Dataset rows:
— Begin —
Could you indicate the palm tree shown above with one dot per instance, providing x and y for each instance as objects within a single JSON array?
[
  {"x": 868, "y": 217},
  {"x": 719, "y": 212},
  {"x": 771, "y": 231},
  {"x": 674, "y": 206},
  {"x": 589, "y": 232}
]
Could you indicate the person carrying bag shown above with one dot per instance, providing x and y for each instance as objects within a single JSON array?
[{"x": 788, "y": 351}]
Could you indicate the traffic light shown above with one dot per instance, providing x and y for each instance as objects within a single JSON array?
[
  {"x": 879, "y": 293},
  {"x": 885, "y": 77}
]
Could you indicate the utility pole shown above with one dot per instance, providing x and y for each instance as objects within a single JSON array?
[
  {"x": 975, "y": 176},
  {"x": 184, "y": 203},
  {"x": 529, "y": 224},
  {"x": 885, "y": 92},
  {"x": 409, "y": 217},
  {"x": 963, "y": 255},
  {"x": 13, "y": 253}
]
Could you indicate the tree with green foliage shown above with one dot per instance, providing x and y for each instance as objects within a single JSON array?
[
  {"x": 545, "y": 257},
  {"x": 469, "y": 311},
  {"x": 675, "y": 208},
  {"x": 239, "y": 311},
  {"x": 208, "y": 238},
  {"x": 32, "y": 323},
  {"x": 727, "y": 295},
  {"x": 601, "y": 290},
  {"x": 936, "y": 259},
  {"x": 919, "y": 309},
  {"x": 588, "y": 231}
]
— End —
TASK TO CARRY OUT: Reproduce the rows from the line containing "Could you indicate the tree" through the end of the rows, substituting "green leaves" for "green foliage" and changing nothing else.

EXERCISE RESULT:
Could you indicate the tree with green leaves shown above with one dot per instance, providing x and y for each instance as objects within a single JSON array?
[
  {"x": 545, "y": 257},
  {"x": 469, "y": 311},
  {"x": 675, "y": 208},
  {"x": 239, "y": 311},
  {"x": 208, "y": 238},
  {"x": 32, "y": 323},
  {"x": 727, "y": 295},
  {"x": 601, "y": 290},
  {"x": 936, "y": 259},
  {"x": 919, "y": 309},
  {"x": 588, "y": 231}
]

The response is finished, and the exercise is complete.